■ **Enunciado**
¿Puedes reproducir sin ningún cambio todas las líneas de los ítems que aparecen abajo?

[Filas de un conjunto de datos de etiquetado con cajas]

+ + + +

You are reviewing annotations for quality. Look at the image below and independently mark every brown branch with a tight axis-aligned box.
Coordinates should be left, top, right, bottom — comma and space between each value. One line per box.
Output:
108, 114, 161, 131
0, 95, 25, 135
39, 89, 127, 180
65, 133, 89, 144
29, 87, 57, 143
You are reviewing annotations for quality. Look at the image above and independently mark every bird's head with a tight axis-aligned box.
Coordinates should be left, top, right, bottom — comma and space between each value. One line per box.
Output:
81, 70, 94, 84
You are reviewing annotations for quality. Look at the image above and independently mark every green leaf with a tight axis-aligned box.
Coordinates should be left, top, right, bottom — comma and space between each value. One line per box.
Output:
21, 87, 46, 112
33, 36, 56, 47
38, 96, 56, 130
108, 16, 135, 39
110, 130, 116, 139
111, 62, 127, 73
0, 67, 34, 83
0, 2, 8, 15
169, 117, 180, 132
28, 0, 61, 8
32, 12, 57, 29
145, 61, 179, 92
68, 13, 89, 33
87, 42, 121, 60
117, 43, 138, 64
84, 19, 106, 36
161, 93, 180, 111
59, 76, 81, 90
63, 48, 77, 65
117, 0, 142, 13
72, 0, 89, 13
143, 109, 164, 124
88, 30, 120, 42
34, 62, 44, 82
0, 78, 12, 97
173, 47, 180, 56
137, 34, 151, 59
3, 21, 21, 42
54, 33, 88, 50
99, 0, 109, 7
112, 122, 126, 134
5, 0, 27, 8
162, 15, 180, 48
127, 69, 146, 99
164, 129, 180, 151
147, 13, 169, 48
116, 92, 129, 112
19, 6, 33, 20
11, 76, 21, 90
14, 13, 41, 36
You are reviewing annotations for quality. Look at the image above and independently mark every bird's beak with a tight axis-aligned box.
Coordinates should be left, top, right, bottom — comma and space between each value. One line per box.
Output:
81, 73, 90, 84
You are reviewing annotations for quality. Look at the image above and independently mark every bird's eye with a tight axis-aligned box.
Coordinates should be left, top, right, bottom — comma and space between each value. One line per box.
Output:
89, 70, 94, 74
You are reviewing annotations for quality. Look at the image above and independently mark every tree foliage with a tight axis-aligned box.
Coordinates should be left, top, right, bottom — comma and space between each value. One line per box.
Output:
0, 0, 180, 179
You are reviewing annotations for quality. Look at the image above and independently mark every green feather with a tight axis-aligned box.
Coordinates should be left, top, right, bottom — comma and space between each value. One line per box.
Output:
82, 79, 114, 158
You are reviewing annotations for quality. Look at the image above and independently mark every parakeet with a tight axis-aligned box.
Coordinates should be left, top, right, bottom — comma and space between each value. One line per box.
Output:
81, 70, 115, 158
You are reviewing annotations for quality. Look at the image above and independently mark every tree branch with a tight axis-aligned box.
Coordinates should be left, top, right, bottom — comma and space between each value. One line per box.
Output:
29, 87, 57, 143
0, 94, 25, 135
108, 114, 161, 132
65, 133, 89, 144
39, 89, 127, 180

+ + + +

■ **Respuesta**
You are reviewing annotations for quality. Look at the image below and independently mark every brown branch with a tight axis-aligned box.
Coordinates should be left, top, right, bottom — comma and space between each value. One line per box.
Output:
108, 114, 161, 131
0, 95, 25, 135
39, 89, 127, 180
65, 133, 89, 144
29, 87, 57, 143
You are reviewing annotations for quality. Look at the image above and independently mark every bird's head with a tight axis-aligned box.
Coordinates should be left, top, right, bottom — comma and space between each value. One line per box.
Output:
81, 70, 94, 84
You are reviewing annotations for quality. Look at the image above and independently mark every green leaf with a tight axis-aligned box.
Coordinates should be left, top, right, bottom — comma and space between each value. One line per box.
Output:
21, 87, 46, 112
33, 36, 56, 47
38, 96, 56, 130
108, 16, 135, 39
110, 130, 116, 139
111, 62, 127, 73
0, 67, 34, 83
0, 2, 8, 15
169, 117, 180, 132
28, 0, 61, 8
32, 12, 57, 29
145, 61, 179, 92
68, 13, 89, 33
87, 42, 121, 60
117, 43, 138, 64
84, 19, 106, 36
161, 93, 180, 111
59, 76, 81, 90
63, 48, 77, 65
117, 0, 142, 13
72, 0, 89, 13
143, 109, 164, 124
88, 30, 120, 42
34, 62, 44, 82
0, 78, 12, 97
173, 47, 180, 56
137, 34, 151, 59
3, 21, 21, 42
54, 33, 88, 50
99, 0, 109, 7
112, 122, 126, 134
5, 0, 27, 8
162, 15, 180, 48
127, 69, 146, 99
164, 129, 180, 151
147, 13, 169, 48
116, 92, 129, 112
19, 6, 33, 20
11, 76, 21, 90
14, 13, 41, 36
You are reviewing annotations for quality. Look at the image above and independently mark every bird's beak with a tight axis-aligned box.
Coordinates should be left, top, right, bottom — comma and space between each value. One line per box.
Output:
81, 73, 90, 84
You are reviewing annotations for quality. Look at the image above and independently mark every bird's eye with a tight axis-aligned box.
Coordinates should be left, top, right, bottom — comma and space between each value. One line per box.
Output:
89, 70, 94, 74
You are reviewing annotations for quality. Look at the image above and independently mark every tree foliage with a tight axis-aligned box.
Coordinates should be left, top, right, bottom — comma and space between each value. One line per box.
Output:
0, 0, 180, 179
You are reviewing annotations for quality. Look at the image above and independently mark every green feather with a tight axis-aligned box.
Coordinates should be left, top, right, bottom — comma and space between each value. One line per box.
Output:
82, 79, 114, 158
You are reviewing annotations for quality. Look at the image above and independently mark every parakeet with a tight axis-aligned box.
Coordinates should be left, top, right, bottom — comma and space between each value. One line per box.
Output:
81, 70, 115, 158
You are reviewing annotations for quality. Look at the image above and independently mark every tree branch with a tight axis-aligned box.
Coordinates should be left, top, right, bottom — comma and space between each value. One line per box.
Output:
29, 87, 57, 143
0, 94, 25, 135
108, 114, 161, 132
65, 133, 89, 144
39, 89, 127, 180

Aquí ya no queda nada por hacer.